-- BEGIN Input for this task --

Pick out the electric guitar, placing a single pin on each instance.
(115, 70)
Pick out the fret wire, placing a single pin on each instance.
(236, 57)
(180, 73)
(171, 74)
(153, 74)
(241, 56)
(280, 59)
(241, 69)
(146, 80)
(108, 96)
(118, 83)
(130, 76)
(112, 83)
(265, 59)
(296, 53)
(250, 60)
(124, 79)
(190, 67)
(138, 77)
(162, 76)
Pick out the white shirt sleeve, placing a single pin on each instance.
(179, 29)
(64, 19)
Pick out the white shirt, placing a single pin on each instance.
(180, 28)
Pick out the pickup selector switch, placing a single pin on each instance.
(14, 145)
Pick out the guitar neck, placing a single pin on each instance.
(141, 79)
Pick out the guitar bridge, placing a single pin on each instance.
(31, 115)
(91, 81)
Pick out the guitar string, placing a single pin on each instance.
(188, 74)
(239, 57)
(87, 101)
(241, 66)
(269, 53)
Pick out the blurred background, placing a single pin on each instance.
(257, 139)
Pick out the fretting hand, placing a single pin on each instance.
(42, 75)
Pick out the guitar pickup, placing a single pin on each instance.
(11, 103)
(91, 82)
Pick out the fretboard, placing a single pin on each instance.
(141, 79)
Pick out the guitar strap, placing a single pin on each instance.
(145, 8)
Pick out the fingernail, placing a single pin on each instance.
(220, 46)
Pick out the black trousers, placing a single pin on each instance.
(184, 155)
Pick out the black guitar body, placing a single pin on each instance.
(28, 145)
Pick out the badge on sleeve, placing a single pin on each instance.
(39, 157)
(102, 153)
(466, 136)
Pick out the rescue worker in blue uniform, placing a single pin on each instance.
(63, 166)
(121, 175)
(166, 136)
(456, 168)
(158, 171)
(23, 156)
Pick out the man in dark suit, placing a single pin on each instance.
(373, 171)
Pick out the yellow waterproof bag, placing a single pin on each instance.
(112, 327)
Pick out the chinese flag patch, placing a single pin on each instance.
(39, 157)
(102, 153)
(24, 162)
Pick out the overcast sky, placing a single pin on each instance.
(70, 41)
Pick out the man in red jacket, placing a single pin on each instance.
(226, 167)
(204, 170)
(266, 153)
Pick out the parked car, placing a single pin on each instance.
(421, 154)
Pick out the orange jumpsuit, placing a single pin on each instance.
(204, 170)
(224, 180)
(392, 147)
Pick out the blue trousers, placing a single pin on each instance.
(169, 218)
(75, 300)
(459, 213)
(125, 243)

-- END Input for this task --

Repeat the data above exactly.

Pick out the electric guitar, placing a single pin on each instance.
(115, 70)
Pick out the fret wire, placing a single pin on each instance.
(236, 57)
(180, 73)
(171, 74)
(153, 74)
(241, 56)
(280, 59)
(241, 69)
(146, 80)
(108, 96)
(118, 83)
(130, 76)
(112, 83)
(265, 59)
(296, 53)
(250, 60)
(124, 79)
(190, 67)
(138, 77)
(162, 76)
Pick out the white shirt sleeve, placing a single pin on each instance.
(179, 29)
(64, 19)
Pick out the white shirt, placing a single pin on each instance.
(180, 28)
Pick out the pickup selector switch, placing a single pin on each instance.
(14, 145)
Pick out the guitar neck, placing a single pin on each instance.
(141, 79)
Pick out the guitar bridge, placing a single pin on each instance.
(31, 115)
(91, 81)
Pick out the guitar string, placing a single pin on each instance.
(188, 74)
(239, 57)
(87, 101)
(241, 66)
(269, 53)
Pick out the blurred background, placing a single pin on each instance.
(257, 139)
Pick out the fretting hand, placing a single pin on each instance.
(42, 75)
Pick out the guitar pickup, placing a single pin on each instance.
(11, 103)
(91, 82)
Pick out the fretboard, placing a single pin on each instance.
(141, 79)
Pick out the guitar strap, placing a single pin on each instance.
(145, 8)
Pick out the fingernail, placing a single pin on each instance.
(220, 46)
Pick out the black trousers, placing a single pin on each instance.
(184, 155)
Pick out the black guitar body, placing a single pin on each instance.
(28, 145)
Pick out the badge on sleeve, placing a single pin on each instance.
(39, 157)
(102, 153)
(466, 136)
Pick out the rescue worker in blue uniform, placing a single pin on each instance.
(63, 166)
(121, 175)
(166, 136)
(456, 168)
(158, 171)
(23, 156)
Pick out the man in dark suit, placing a single pin on each instance.
(373, 171)
Pick out the yellow waterproof bag, placing a single pin on each instance.
(112, 327)
Pick out the chinese flag patch, placing a single pin on each instance.
(39, 157)
(102, 153)
(24, 162)
Pick out the overcast sky, placing a single pin on each instance.
(70, 41)
Pick out the man in red jacket, placing a single pin on each instance.
(226, 167)
(204, 170)
(266, 153)
Pick out the parked car, placing a single pin on each instance.
(421, 154)
Pick out the orange jumpsuit, placing a single pin on each instance.
(204, 170)
(224, 180)
(392, 147)
Pick out the blue trousers, placing a single pin on each instance.
(169, 218)
(75, 300)
(459, 213)
(125, 243)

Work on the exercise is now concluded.